Records for processing:
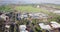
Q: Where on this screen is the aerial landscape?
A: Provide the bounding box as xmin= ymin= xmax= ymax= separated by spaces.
xmin=0 ymin=0 xmax=60 ymax=32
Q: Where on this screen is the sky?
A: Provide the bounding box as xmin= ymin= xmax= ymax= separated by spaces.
xmin=0 ymin=0 xmax=60 ymax=4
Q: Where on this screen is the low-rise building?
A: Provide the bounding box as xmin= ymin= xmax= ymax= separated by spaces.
xmin=19 ymin=25 xmax=28 ymax=32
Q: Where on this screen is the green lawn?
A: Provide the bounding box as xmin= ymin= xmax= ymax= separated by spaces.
xmin=15 ymin=6 xmax=50 ymax=14
xmin=0 ymin=5 xmax=54 ymax=15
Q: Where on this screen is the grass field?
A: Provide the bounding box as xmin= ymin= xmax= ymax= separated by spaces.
xmin=15 ymin=6 xmax=50 ymax=14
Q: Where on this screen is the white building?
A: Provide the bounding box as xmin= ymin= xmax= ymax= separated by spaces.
xmin=0 ymin=14 xmax=9 ymax=21
xmin=53 ymin=10 xmax=60 ymax=14
xmin=37 ymin=5 xmax=40 ymax=8
xmin=19 ymin=25 xmax=28 ymax=32
xmin=51 ymin=21 xmax=60 ymax=28
xmin=39 ymin=23 xmax=52 ymax=30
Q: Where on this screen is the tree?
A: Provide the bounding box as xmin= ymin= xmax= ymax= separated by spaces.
xmin=0 ymin=17 xmax=5 ymax=32
xmin=0 ymin=5 xmax=12 ymax=12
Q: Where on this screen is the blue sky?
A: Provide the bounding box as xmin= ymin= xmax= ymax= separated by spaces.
xmin=0 ymin=0 xmax=60 ymax=4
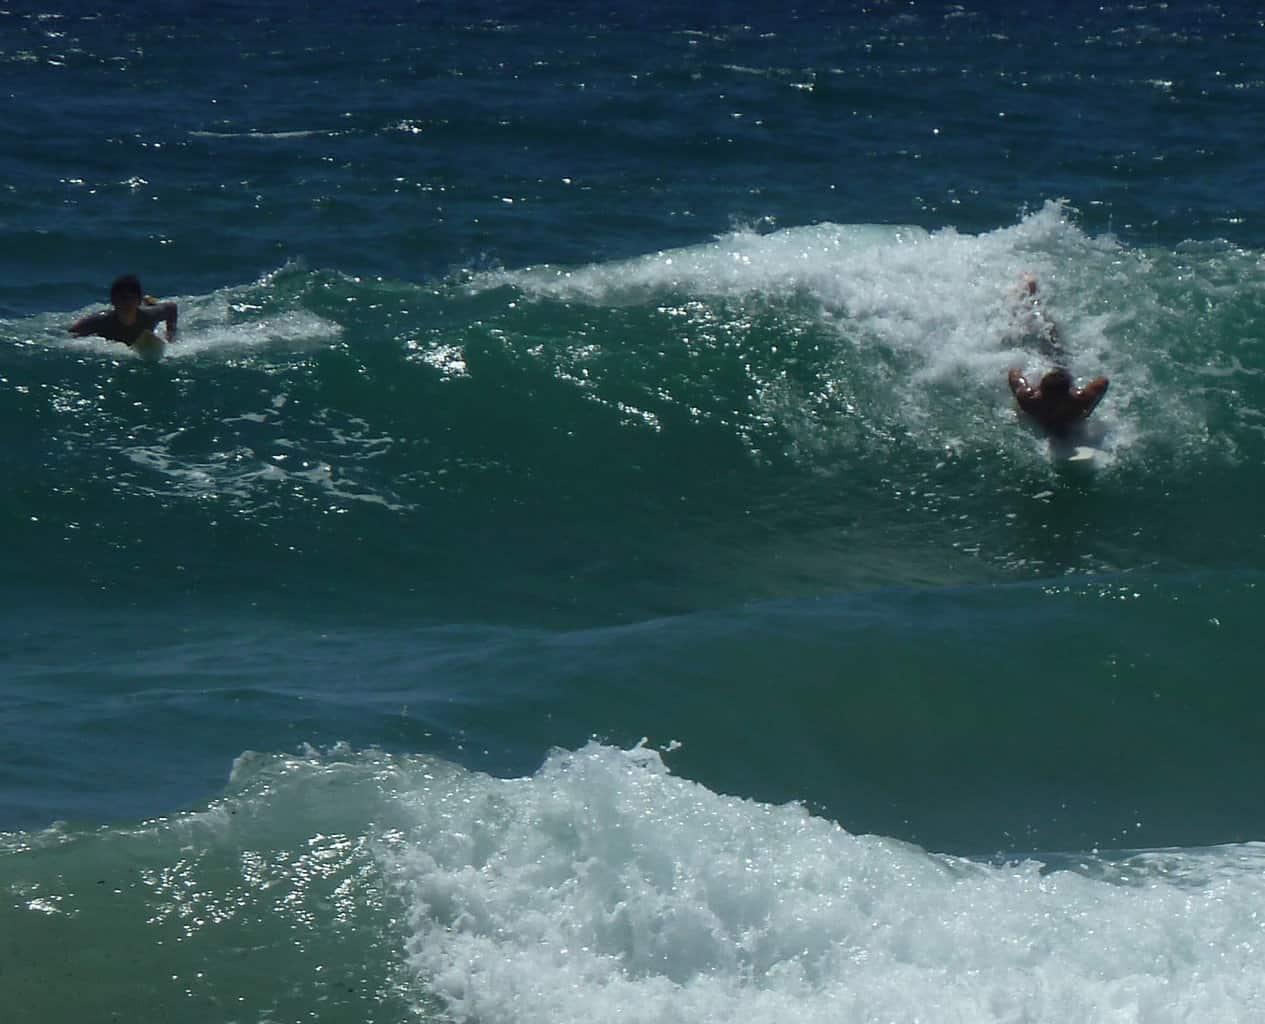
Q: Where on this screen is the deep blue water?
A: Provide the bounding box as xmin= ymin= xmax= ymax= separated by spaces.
xmin=3 ymin=3 xmax=1265 ymax=1021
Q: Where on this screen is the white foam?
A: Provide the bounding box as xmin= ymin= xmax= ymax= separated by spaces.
xmin=471 ymin=202 xmax=1168 ymax=465
xmin=48 ymin=310 xmax=338 ymax=366
xmin=160 ymin=308 xmax=341 ymax=359
xmin=189 ymin=129 xmax=347 ymax=140
xmin=476 ymin=201 xmax=1097 ymax=348
xmin=379 ymin=741 xmax=1265 ymax=1024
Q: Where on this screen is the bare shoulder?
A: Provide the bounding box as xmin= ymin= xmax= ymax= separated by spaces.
xmin=69 ymin=310 xmax=106 ymax=336
xmin=1076 ymin=376 xmax=1109 ymax=415
xmin=1082 ymin=376 xmax=1109 ymax=401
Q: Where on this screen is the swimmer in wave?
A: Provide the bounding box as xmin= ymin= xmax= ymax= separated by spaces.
xmin=1008 ymin=366 xmax=1109 ymax=437
xmin=68 ymin=274 xmax=178 ymax=349
xmin=1008 ymin=273 xmax=1067 ymax=364
xmin=1006 ymin=275 xmax=1109 ymax=436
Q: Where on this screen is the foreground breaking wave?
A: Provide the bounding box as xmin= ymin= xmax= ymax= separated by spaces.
xmin=5 ymin=742 xmax=1264 ymax=1022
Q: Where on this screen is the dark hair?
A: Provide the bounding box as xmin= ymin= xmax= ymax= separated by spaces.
xmin=110 ymin=274 xmax=144 ymax=301
xmin=1041 ymin=367 xmax=1072 ymax=394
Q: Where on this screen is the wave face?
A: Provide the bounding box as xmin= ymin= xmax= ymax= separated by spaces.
xmin=4 ymin=203 xmax=1263 ymax=624
xmin=5 ymin=204 xmax=1263 ymax=859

Exercise:
If a line in the records above holds the string "white", copy it.

Reply:
Q: Where on this screen is the white building?
Q: Where on this screen is the white foam?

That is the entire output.